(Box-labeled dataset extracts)
● ● ● ●
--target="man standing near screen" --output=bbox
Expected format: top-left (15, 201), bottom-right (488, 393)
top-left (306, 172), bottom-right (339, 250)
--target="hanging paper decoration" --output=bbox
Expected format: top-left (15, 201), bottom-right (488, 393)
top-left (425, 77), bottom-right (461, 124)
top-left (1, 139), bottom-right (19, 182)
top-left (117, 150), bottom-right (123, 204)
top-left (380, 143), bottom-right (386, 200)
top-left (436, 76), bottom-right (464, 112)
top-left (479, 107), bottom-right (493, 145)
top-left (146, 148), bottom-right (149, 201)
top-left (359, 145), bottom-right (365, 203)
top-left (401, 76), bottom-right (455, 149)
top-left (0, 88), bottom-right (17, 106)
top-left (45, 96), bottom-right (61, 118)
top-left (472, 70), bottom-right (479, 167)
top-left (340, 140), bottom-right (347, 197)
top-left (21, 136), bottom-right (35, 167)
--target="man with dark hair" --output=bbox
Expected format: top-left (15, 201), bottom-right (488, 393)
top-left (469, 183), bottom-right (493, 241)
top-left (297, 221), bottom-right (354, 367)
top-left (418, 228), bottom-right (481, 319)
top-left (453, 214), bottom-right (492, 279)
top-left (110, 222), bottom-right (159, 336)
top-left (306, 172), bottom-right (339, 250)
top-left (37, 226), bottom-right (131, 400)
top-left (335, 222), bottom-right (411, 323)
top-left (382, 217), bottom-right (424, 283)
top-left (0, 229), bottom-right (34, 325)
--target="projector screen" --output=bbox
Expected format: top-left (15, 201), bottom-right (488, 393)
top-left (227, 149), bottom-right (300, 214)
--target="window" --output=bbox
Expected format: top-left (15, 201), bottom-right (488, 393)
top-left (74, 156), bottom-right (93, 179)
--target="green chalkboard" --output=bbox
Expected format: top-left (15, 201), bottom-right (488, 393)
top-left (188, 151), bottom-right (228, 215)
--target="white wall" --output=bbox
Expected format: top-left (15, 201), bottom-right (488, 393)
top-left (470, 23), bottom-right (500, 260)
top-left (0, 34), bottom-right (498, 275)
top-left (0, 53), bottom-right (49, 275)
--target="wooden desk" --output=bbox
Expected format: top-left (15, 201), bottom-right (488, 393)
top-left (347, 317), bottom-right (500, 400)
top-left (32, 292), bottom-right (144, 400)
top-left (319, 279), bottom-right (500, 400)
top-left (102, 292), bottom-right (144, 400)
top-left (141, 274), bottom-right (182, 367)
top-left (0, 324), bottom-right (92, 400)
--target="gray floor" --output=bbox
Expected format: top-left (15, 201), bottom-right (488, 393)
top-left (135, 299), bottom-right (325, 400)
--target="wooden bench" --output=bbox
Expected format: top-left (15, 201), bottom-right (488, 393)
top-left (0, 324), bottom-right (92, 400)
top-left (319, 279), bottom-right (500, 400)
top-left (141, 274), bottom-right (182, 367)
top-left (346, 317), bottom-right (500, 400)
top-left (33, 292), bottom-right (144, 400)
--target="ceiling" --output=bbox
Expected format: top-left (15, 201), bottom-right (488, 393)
● ● ● ●
GIVEN INSTRUCTION
Substitute "oak" for every occurrence of "wooden" in the listing above, and write out all of its lines again with nothing else changed.

FINISHED ANSWER
--target="man standing near screen" --output=bbox
Expected format: top-left (15, 201), bottom-right (488, 393)
top-left (306, 172), bottom-right (339, 250)
--target="hanging paper decoration" --output=bbox
Expected format: top-left (15, 201), bottom-right (488, 393)
top-left (425, 77), bottom-right (461, 124)
top-left (1, 139), bottom-right (19, 182)
top-left (117, 150), bottom-right (123, 204)
top-left (380, 143), bottom-right (386, 200)
top-left (436, 76), bottom-right (464, 112)
top-left (479, 107), bottom-right (493, 145)
top-left (146, 148), bottom-right (149, 201)
top-left (359, 145), bottom-right (365, 203)
top-left (401, 76), bottom-right (455, 149)
top-left (0, 88), bottom-right (17, 106)
top-left (45, 96), bottom-right (61, 118)
top-left (472, 70), bottom-right (479, 167)
top-left (340, 140), bottom-right (347, 197)
top-left (21, 136), bottom-right (35, 167)
--target="man with dark hair" --output=bbox
Expected format: top-left (15, 201), bottom-right (488, 393)
top-left (469, 183), bottom-right (493, 241)
top-left (297, 221), bottom-right (354, 367)
top-left (418, 228), bottom-right (481, 319)
top-left (453, 214), bottom-right (492, 279)
top-left (110, 222), bottom-right (159, 336)
top-left (306, 172), bottom-right (339, 250)
top-left (37, 226), bottom-right (131, 400)
top-left (335, 222), bottom-right (411, 323)
top-left (382, 217), bottom-right (424, 283)
top-left (0, 229), bottom-right (34, 325)
--target="projector screen" --output=bbox
Expected format: top-left (15, 201), bottom-right (488, 393)
top-left (227, 149), bottom-right (300, 214)
--target="window" --output=bbox
Expected format: top-left (15, 201), bottom-right (488, 393)
top-left (74, 156), bottom-right (93, 179)
--target="green chalkboard" --output=bbox
Expected format: top-left (15, 201), bottom-right (488, 393)
top-left (188, 151), bottom-right (228, 215)
--target="white wall" --output=bbox
Expected format: top-left (15, 201), bottom-right (488, 393)
top-left (470, 23), bottom-right (500, 260)
top-left (0, 34), bottom-right (498, 275)
top-left (0, 53), bottom-right (49, 275)
--target="oak desk" --output=bbox
Expected format: top-left (15, 201), bottom-right (488, 393)
top-left (347, 317), bottom-right (500, 400)
top-left (32, 292), bottom-right (144, 400)
top-left (319, 279), bottom-right (500, 400)
top-left (102, 292), bottom-right (144, 400)
top-left (141, 274), bottom-right (182, 367)
top-left (0, 324), bottom-right (92, 400)
--target="gray floor" --output=bbox
Expected format: top-left (15, 201), bottom-right (488, 393)
top-left (135, 299), bottom-right (325, 400)
--target="oak bench" --output=bbox
Expected format: top-left (15, 201), bottom-right (488, 393)
top-left (0, 324), bottom-right (92, 400)
top-left (319, 279), bottom-right (500, 400)
top-left (141, 274), bottom-right (182, 367)
top-left (346, 317), bottom-right (500, 400)
top-left (33, 292), bottom-right (144, 400)
--target="ceiling" --output=bbox
Expected format: top-left (15, 201), bottom-right (488, 393)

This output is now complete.